Ein Baby zu haben ist schön und nervig, überwältigend, strapaziös und total krass, krass toll, krass einschränkend, krasser Wahnsinn, pures Glück. Fragen, die man gestellt bekommt, wenn man ein Baby hat: Merkst du schon den Schlafentzug, wie ist das so, wie machst du das alles, wann wurde er noch gleich geboren und wie ist er denn so drauf? Weil ich meist wenig Lust habe, bis ins letzte Detail über Babykotze und Babykacka zu reden, antworte ich meist nur: Zwischen sechs und sieben Wochen alt, es ist nicht so schlimm wie alle sagen, das mit der Müdigkeit regeln auch irgendwie die Hormone und keine Ahnung was für ein Typ er ist, wir kennen uns noch nicht so lange und es lag auch keine Gebrauchsanweisung dabei.“ Meist kommt dann nur noch ein „hihihi, ok“ hinterher.
Das ist angenehm, denn viele viele Menschen, die einst einmal ganz locker unterwegs waren, mutieren angesichts eines Milchmäuschens zu unangenehmen Ratgebern, die in Wahrheit niemandem einen Rat geben sollten. Neulich zum Beispiel, als ich in der Feinkostabteilung des KaDeWes an der Kasse stand, um meinen Karamellkäse zu bezahlen, da knurrte mir meine Warteschlangennachbarin so etwas wie „Ja, erstickt das Kind denn nicht da drin?!“ entgegen. Ich konnte nicht anders als „Doch, doch, ich höre es schon schnappatmen“ zu erwidern, während „das Kind“ in seinem Tragesack wohlig angelehnt an meine Doppel-D-Still-Brust schlummerte und bester Dinge war.
Ein anderes Beispiel: Letzte Woche, eine Abendveranstaltung, auf der ein Stuhl präsentiert wurde, mit dem ich irgendetwas zu tun hatte, es war 19.30 Uhr und ich anwesend, bloß das Baby nicht. „Ist der jetzt alleine zuhause?“ – „Klar, er kann sich schon selbst das Abendbrot zubereiten und danach macht er meine Steuer“, hätte ich am liebsten gelogen, aber ich blieb bei der Wahrheit, was die Sache nicht nicht besser machte: „Lio ist auf dem Sofa beim Papa, er kriegt abends ein Fläschchen, damit ich auch mal länger raus kann.“ Mögliche Reaktionen: „Ach, super, ist ja praktisch“ (10%) / „Ja aber brauchen die Knirpse nicht noch Muttermilch? (30%) / „Echt? Aber man MUSS doch stillen, mindestens sechs Monate?!“ (30%) / „Ich könnte das ja nicht, mein Kind so früh alleine lassen“ (30%). Man kann sich also aussuchen, ob man sich entweder der Meinung der Minderheit annimmt, kurz durchatmet und sich selbst „wie schön, auch mal wieder allein unterwegs zu sein“ flüstert (auch zur Beruhigung, weil die Vermissung schon wieder so groß ist), oder ob man sich der Mehrheit anschließt, um daraufhin in Gewissensbissen zu versinken. Ich rate zu ersterem. Denn das Zauberwort heißt „Loslassen“, wenn auch nur ab und zu.
------------------------------------------------
- Aufgabenliste -
1 - Gib aus dem Text unverändert den Abschnitt aus, der mit den Worten „Das ist angenehm, denn“ einsetzt und mit „bester Dinge war.“ schließt.
2 - Fasse den Absatz des Textes, der mit „Das ist angenehm, denn viele viele Menschen“ beginnt, kürzer zusammen und behalte dabei seine wesentlichen Fakten bei.
------------------------------------------------
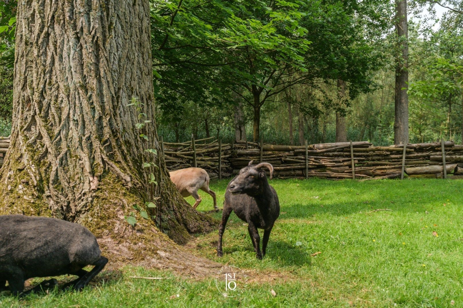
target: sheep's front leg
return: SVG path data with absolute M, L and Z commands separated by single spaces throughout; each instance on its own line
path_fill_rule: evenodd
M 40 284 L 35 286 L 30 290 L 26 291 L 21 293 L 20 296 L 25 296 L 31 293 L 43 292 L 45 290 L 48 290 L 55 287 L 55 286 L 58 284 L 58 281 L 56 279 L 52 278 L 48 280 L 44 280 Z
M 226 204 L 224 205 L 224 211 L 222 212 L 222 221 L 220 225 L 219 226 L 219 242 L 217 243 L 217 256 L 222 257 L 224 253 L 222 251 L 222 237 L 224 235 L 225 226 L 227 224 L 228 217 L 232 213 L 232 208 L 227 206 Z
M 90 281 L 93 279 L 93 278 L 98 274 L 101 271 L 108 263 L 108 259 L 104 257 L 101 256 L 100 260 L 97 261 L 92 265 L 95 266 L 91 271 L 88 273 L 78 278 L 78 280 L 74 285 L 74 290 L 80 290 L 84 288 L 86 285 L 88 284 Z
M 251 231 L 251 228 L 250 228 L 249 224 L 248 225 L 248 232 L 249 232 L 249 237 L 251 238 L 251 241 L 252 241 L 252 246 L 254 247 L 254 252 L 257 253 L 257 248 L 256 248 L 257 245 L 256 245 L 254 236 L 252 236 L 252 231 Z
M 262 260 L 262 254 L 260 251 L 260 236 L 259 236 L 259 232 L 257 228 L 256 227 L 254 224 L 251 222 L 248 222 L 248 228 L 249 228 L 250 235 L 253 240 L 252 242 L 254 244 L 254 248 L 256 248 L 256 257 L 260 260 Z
------------------------------------------------
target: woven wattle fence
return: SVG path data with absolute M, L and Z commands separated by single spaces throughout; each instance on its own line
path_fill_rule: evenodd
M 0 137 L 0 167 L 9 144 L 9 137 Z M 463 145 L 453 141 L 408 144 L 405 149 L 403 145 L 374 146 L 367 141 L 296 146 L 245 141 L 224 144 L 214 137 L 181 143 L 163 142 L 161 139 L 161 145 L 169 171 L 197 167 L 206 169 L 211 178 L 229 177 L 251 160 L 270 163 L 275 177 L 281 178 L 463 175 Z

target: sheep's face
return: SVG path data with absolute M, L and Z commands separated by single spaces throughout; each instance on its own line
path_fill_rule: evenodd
------------------------------------------------
- Erwartete Antworten -
1 -
Das ist angenehm, denn viele viele Menschen, die einst einmal ganz locker unterwegs waren, mutieren angesichts eines Milchmäuschens zu unangenehmen Ratgebern, die in Wahrheit niemandem einen Rat geben sollten. Neulich zum Beispiel, als ich in der Feinkostabteilung des KaDeWes an der Kasse stand, um meinen Karamellkäse zu bezahlen, da knurrte mir meine Warteschlangennachbarin so etwas wie „Ja, erstickt das Kind denn nicht da drin?!“ entgegen. Ich konnte nicht anders als „Doch, doch, ich höre es schon schnappatmen“ zu erwidern, während „das Kind“ in seinem Tragesack wohlig angelehnt an meine Doppel-D-Still-Brust schlummerte und bester Dinge war.

2 - Das ist angenehm, weil viele früher lockere Menschen angesichts eines Babys zu lästigen Ratgebern werden. An der Kasse der Feinkostabteilung des KaDeWes, beim Bezahlen von Karamellkäse, fragte mich eine Frau in der Warteschlange schroff, ob das Kind da drin nicht ersticke. Ich antwortete spöttisch, ich höre es schon schnappatmen, während es zufrieden im Tragesack an meiner Brust schlief.